WHAT IS EXPECTED: Each line below that carries the string "aster" must appear in the answer.

(DATA RECORDS)

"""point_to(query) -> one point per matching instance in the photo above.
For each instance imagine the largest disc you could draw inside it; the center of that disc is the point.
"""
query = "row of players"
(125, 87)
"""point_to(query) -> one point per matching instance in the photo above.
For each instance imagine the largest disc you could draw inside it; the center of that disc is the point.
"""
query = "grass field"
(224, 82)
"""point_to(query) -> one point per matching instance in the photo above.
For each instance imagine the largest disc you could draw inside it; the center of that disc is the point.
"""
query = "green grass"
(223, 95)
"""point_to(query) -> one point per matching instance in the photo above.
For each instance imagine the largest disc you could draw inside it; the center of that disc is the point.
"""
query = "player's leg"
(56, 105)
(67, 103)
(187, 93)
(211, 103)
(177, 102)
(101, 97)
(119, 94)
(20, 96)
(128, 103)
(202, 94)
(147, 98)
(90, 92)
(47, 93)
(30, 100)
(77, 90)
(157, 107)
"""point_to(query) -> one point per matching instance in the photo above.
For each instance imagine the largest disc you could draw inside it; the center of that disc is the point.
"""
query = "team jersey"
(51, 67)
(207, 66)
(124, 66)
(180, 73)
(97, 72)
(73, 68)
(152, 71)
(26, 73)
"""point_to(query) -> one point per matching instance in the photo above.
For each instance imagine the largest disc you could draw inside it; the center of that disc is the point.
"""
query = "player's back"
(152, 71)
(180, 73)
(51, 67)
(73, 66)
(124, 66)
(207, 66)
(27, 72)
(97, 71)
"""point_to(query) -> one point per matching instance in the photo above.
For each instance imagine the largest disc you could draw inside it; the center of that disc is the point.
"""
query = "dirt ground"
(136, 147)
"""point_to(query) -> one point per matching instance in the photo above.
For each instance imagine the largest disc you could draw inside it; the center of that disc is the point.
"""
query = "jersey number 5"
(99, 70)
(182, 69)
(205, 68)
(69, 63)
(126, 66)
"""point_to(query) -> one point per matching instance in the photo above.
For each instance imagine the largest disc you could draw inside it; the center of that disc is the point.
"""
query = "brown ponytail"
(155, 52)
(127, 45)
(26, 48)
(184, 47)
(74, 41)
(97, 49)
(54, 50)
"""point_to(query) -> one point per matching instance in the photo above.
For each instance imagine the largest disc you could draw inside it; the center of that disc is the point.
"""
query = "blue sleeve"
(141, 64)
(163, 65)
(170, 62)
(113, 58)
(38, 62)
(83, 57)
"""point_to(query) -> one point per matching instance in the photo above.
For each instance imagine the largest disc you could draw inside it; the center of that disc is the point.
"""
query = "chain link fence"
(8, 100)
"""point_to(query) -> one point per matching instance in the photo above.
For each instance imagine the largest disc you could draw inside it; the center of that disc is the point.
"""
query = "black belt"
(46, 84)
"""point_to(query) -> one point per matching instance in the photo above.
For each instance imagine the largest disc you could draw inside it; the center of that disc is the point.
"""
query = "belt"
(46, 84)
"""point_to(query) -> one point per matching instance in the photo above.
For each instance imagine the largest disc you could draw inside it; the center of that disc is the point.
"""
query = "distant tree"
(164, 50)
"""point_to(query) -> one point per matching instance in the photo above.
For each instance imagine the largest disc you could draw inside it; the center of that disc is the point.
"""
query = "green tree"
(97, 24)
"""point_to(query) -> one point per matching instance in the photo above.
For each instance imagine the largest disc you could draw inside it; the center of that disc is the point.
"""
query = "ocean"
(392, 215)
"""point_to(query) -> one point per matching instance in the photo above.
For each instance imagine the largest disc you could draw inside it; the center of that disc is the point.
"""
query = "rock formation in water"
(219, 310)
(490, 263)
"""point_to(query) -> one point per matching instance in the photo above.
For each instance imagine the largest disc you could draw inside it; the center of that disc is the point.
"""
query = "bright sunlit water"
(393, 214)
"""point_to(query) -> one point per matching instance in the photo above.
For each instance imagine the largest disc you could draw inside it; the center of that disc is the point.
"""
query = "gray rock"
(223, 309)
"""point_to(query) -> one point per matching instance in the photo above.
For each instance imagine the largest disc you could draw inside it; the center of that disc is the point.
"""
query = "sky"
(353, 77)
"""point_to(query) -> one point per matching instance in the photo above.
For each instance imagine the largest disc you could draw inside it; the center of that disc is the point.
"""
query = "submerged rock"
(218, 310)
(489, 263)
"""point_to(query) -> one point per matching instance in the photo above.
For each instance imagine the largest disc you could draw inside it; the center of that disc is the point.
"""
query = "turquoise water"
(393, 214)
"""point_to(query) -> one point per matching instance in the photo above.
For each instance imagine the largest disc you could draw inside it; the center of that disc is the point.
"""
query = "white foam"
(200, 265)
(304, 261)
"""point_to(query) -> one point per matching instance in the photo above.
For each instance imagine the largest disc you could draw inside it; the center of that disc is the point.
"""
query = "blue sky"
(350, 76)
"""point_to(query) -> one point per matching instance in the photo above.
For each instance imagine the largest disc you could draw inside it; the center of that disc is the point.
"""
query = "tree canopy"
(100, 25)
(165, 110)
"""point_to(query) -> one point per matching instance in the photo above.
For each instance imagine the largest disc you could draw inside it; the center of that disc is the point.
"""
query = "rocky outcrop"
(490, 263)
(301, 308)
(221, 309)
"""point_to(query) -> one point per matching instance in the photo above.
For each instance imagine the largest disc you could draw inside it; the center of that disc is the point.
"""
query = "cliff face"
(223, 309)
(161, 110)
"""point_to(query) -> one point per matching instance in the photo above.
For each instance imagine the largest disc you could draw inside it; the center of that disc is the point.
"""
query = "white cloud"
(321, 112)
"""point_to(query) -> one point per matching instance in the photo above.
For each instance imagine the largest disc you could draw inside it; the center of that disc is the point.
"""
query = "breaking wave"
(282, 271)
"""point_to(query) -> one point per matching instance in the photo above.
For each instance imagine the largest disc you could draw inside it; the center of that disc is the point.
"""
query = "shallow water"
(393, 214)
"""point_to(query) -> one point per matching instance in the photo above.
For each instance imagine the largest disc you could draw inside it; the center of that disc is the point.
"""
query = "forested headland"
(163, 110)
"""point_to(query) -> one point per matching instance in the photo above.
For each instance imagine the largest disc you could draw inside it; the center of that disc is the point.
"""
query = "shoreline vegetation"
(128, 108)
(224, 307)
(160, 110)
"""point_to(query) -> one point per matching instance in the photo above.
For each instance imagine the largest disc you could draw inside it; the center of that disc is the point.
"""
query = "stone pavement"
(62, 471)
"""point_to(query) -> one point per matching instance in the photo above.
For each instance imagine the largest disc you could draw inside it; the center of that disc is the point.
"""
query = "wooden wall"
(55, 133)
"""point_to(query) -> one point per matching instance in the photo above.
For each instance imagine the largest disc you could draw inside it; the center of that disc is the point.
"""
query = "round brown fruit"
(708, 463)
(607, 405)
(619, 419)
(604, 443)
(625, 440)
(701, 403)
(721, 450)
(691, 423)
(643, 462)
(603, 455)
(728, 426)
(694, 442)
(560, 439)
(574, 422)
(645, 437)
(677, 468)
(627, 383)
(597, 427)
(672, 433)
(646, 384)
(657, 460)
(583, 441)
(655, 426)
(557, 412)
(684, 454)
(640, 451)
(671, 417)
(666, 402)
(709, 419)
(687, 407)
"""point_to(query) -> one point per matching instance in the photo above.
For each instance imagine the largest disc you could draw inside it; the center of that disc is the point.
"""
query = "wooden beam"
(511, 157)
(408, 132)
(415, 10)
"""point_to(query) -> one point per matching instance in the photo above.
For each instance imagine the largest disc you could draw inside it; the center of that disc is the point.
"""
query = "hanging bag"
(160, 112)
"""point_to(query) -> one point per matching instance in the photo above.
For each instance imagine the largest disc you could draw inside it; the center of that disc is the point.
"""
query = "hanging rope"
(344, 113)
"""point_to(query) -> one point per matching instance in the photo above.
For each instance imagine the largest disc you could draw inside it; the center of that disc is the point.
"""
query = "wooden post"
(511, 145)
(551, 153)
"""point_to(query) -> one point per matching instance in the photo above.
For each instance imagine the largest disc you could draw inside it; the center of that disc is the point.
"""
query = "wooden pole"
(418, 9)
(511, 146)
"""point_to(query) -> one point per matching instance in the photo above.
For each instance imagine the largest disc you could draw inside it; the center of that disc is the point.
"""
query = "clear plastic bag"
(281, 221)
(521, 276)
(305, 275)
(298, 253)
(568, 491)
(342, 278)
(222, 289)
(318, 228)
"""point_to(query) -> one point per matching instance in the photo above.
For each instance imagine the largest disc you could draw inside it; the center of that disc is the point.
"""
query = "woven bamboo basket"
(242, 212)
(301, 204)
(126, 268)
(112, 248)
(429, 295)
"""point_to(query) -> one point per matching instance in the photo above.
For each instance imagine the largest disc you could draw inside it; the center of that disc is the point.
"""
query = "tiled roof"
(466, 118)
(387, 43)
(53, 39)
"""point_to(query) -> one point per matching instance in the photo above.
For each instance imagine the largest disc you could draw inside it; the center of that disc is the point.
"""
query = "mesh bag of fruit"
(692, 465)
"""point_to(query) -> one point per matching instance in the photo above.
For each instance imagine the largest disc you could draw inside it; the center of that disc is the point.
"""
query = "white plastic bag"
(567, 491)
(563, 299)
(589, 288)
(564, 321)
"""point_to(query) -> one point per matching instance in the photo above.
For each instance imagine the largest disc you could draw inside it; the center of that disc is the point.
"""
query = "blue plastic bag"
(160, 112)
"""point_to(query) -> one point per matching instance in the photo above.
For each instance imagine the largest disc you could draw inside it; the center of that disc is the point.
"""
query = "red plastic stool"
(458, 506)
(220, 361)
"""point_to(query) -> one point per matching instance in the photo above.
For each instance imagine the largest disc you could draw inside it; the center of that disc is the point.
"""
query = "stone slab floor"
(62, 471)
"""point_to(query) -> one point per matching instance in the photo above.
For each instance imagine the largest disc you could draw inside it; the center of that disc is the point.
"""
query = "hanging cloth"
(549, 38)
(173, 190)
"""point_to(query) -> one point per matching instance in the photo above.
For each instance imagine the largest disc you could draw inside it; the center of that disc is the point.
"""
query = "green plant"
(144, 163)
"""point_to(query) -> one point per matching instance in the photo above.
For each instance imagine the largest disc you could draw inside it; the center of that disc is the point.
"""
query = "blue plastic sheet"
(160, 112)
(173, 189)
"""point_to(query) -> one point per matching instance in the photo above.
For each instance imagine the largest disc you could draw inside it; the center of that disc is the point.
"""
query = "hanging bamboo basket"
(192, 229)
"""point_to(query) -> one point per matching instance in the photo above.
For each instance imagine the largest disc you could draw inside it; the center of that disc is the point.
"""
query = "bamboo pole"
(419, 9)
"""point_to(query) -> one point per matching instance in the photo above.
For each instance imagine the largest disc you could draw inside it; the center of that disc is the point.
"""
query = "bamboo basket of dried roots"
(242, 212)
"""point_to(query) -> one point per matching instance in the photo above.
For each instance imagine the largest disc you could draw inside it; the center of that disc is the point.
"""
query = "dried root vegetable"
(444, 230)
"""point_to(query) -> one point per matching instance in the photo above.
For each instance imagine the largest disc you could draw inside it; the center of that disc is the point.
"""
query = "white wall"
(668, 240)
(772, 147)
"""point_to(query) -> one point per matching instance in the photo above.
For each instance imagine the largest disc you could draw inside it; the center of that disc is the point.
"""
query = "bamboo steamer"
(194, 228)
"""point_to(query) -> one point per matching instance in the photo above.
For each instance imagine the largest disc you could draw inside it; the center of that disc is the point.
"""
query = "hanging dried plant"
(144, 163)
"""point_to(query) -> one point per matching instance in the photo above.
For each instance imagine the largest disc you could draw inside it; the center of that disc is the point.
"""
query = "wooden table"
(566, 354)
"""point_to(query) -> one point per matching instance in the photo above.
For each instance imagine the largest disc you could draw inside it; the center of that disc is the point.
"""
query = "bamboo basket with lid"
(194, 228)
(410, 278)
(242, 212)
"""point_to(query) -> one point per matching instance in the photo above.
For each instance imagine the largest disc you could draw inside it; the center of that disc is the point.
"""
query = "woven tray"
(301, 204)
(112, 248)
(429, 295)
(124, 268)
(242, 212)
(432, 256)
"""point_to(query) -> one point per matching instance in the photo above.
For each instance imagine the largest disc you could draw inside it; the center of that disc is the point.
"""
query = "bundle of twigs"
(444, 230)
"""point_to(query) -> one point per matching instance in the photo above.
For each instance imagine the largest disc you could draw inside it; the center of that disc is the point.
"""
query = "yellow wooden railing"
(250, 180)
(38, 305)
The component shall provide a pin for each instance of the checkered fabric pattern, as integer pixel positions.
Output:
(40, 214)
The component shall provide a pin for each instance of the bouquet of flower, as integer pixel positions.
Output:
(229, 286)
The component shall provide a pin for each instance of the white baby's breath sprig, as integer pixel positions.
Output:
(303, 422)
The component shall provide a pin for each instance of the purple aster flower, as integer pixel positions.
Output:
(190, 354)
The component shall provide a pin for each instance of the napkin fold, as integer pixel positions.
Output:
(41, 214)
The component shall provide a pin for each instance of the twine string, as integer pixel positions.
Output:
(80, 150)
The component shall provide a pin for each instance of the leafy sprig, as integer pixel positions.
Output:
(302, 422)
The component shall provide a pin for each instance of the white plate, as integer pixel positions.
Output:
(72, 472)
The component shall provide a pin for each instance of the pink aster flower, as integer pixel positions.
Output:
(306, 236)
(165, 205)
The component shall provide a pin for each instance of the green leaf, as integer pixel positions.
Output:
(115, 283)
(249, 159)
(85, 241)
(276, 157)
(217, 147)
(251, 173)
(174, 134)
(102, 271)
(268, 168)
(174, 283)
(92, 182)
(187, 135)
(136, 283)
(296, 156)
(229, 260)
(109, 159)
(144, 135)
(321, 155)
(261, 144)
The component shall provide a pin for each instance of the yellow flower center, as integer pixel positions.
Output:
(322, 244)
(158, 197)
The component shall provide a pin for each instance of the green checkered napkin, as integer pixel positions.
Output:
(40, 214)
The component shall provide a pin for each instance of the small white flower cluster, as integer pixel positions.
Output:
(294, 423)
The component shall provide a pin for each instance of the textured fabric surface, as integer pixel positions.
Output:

(End DATA RECORDS)

SOLUTION:
The component shall provide a pin for each instance of the purple aster flower, as integer pixel positions.
The component shall provide a pin for each instance of the pink aster flower, as integer pixel positions.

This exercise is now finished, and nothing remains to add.